→ **DATA SECTION**:

>>>

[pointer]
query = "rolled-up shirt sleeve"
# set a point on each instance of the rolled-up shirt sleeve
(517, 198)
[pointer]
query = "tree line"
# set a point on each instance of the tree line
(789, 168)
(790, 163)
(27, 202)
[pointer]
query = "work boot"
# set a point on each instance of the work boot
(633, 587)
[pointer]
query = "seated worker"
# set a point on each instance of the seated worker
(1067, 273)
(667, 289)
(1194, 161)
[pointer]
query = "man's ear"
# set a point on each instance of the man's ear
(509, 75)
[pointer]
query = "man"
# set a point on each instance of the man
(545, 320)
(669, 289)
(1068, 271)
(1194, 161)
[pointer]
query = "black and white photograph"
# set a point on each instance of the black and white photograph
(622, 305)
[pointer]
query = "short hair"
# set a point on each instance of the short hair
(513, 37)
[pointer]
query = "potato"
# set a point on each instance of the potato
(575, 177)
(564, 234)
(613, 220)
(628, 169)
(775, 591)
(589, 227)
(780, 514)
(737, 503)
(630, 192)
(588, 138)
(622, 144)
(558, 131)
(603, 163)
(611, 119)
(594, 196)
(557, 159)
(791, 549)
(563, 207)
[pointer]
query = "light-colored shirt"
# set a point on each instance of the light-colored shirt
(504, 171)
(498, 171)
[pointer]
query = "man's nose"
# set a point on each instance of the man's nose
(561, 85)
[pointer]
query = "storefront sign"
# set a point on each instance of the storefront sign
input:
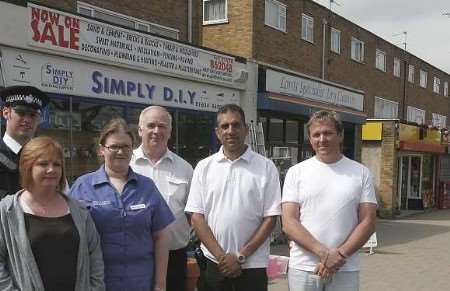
(305, 88)
(56, 30)
(64, 76)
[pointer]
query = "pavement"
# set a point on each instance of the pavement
(413, 254)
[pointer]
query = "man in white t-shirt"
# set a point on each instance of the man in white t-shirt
(329, 211)
(172, 175)
(234, 201)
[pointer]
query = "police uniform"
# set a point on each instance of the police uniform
(21, 99)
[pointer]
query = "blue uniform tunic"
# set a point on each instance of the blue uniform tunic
(125, 224)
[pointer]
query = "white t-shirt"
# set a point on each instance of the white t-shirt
(172, 176)
(329, 196)
(235, 196)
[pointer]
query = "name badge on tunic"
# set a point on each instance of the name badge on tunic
(137, 206)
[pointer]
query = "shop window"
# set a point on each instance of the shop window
(292, 135)
(415, 115)
(275, 15)
(335, 41)
(436, 85)
(385, 108)
(214, 11)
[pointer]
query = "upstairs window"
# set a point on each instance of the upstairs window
(385, 108)
(423, 79)
(411, 74)
(275, 15)
(436, 85)
(416, 115)
(397, 67)
(335, 44)
(125, 20)
(357, 50)
(214, 11)
(307, 28)
(380, 60)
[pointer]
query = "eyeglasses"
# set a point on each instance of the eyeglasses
(116, 148)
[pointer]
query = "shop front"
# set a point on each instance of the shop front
(404, 159)
(84, 97)
(285, 103)
(94, 71)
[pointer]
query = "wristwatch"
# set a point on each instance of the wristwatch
(241, 258)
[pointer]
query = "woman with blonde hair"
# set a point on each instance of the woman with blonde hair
(48, 241)
(130, 214)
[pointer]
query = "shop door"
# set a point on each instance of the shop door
(410, 183)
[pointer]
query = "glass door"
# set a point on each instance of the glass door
(410, 182)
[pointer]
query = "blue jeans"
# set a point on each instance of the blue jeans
(308, 281)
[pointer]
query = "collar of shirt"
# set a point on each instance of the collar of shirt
(140, 155)
(246, 156)
(12, 143)
(101, 177)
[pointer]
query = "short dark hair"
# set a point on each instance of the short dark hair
(323, 115)
(115, 125)
(230, 108)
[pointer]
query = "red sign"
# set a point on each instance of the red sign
(51, 27)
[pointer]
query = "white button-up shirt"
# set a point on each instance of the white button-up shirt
(235, 197)
(172, 175)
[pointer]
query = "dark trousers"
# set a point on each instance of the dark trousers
(250, 280)
(176, 270)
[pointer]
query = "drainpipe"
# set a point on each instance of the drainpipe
(324, 38)
(189, 21)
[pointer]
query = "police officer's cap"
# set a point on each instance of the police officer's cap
(24, 98)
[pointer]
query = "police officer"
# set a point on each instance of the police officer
(22, 107)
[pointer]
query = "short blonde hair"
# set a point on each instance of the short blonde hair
(33, 150)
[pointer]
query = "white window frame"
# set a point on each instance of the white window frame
(137, 23)
(436, 85)
(335, 40)
(416, 115)
(218, 20)
(423, 81)
(385, 109)
(380, 60)
(397, 67)
(280, 14)
(438, 120)
(357, 51)
(307, 29)
(411, 73)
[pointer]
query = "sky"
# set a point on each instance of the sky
(428, 30)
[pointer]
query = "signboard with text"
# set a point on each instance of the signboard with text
(56, 30)
(62, 75)
(296, 86)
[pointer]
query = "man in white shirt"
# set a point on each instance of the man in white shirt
(329, 210)
(234, 201)
(22, 107)
(172, 175)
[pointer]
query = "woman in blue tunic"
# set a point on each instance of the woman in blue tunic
(130, 214)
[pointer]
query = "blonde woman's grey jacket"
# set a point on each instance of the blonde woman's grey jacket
(18, 269)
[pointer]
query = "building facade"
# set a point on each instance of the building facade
(322, 60)
(95, 68)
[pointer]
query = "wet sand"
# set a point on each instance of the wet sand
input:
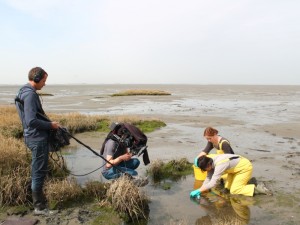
(261, 122)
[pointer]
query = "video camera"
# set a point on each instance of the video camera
(124, 136)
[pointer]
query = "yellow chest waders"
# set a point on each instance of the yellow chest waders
(199, 174)
(238, 176)
(220, 150)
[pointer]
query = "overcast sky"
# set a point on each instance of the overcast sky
(151, 41)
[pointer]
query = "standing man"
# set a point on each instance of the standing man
(36, 134)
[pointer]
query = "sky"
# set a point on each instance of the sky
(151, 41)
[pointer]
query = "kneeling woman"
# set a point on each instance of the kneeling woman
(238, 168)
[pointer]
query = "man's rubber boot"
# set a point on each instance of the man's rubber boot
(40, 205)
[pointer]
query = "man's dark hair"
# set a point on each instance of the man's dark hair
(36, 72)
(204, 162)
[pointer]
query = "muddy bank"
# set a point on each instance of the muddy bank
(262, 124)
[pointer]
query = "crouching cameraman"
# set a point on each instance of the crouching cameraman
(119, 159)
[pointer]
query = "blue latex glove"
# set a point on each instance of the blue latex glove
(195, 193)
(196, 162)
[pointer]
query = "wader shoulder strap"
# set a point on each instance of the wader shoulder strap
(221, 144)
(226, 160)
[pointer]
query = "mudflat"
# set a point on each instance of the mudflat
(261, 122)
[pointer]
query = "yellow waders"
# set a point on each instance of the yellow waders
(238, 178)
(220, 151)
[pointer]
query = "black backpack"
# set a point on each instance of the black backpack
(129, 136)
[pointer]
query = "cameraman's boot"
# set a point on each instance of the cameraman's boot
(40, 204)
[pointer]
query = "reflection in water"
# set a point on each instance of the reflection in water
(223, 208)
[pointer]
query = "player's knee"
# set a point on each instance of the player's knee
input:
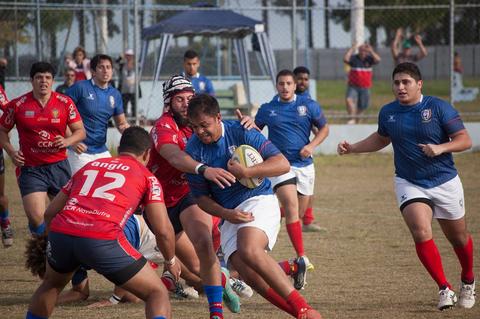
(3, 202)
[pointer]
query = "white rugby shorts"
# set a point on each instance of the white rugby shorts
(305, 178)
(77, 161)
(266, 211)
(446, 200)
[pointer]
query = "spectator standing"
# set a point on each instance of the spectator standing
(359, 79)
(69, 75)
(191, 64)
(405, 54)
(126, 83)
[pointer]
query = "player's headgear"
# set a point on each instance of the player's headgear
(175, 84)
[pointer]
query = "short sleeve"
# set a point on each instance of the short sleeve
(73, 114)
(318, 117)
(382, 129)
(154, 192)
(449, 118)
(260, 143)
(8, 117)
(118, 103)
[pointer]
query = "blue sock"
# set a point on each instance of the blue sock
(32, 316)
(39, 230)
(4, 216)
(214, 296)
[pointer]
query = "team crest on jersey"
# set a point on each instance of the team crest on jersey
(231, 149)
(302, 110)
(29, 114)
(426, 115)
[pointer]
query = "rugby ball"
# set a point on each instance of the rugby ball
(248, 157)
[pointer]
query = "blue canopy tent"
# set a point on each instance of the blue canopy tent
(223, 23)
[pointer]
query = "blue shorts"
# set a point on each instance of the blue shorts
(2, 162)
(175, 211)
(116, 259)
(360, 95)
(44, 178)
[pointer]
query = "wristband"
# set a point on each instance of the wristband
(200, 169)
(170, 262)
(114, 299)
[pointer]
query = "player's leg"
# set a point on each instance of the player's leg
(45, 297)
(286, 190)
(146, 285)
(251, 243)
(5, 226)
(198, 226)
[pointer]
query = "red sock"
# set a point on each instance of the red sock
(276, 300)
(308, 216)
(294, 231)
(465, 256)
(296, 300)
(287, 267)
(169, 284)
(430, 257)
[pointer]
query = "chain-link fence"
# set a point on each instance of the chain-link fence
(317, 36)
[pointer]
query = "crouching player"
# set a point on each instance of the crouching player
(86, 220)
(251, 216)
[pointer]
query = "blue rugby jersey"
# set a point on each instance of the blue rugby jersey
(217, 155)
(431, 121)
(96, 106)
(289, 125)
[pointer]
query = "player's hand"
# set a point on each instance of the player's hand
(17, 158)
(344, 148)
(306, 151)
(418, 38)
(247, 122)
(79, 148)
(219, 176)
(61, 142)
(239, 217)
(236, 169)
(431, 150)
(174, 269)
(100, 304)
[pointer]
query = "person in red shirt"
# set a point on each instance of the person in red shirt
(359, 79)
(5, 226)
(42, 117)
(86, 220)
(169, 163)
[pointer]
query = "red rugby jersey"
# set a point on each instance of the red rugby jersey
(103, 195)
(37, 126)
(174, 182)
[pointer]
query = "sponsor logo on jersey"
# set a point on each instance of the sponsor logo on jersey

<<<

→ **TASK INSTRUCTIONS**: Pull out every line from the entries above that contains the word "reflection".

→ **IN RESPONSE**:
query = "reflection in water"
# set a point on each instance of the reflection in water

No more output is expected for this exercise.